Mettez sous forme de liste numérotée les lignes qui vont de celle contenant « One point per instance, written like point(40, 26) » jusqu'à celle contenant « point(61, 71) », ces deux lignes comprises. Omettez les lignes vides et ne reprenez aucune autre ligne.

# [Données de l'exercice]

■ ■ ■ ■ ■ ■ ■

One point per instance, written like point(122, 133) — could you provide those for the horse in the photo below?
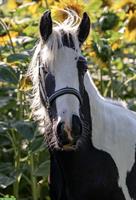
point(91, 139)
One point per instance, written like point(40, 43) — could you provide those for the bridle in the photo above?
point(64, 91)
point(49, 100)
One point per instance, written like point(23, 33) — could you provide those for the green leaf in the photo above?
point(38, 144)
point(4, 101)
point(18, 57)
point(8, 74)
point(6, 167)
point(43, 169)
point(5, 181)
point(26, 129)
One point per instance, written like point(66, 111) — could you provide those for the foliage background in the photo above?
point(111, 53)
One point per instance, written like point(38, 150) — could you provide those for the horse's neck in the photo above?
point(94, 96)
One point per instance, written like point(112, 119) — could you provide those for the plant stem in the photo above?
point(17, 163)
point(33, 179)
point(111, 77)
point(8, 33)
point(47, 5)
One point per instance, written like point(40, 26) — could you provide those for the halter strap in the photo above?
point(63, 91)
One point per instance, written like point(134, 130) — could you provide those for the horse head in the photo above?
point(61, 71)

■ ■ ■ ■ ■ ■ ■

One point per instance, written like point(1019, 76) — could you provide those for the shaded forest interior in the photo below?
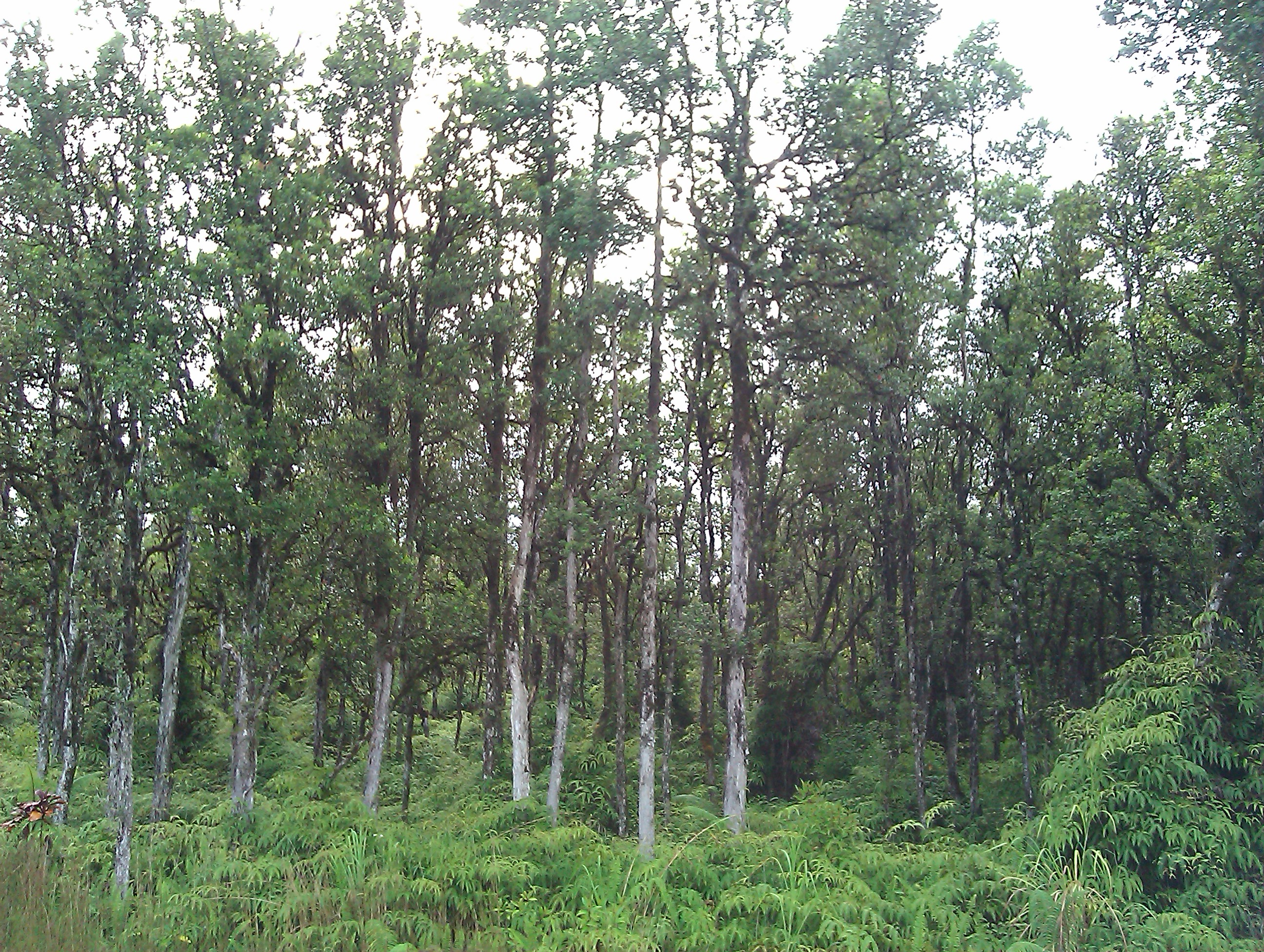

■ ■ ■ ■ ■ ■ ■

# [Réponse attendue]
1. One point per instance, written like point(40, 26) — could you provide those for the halter strap in the photo above?
2. point(63, 91)
3. One point per instance, written like point(134, 130) — could you provide those for the horse head in the photo above?
4. point(61, 71)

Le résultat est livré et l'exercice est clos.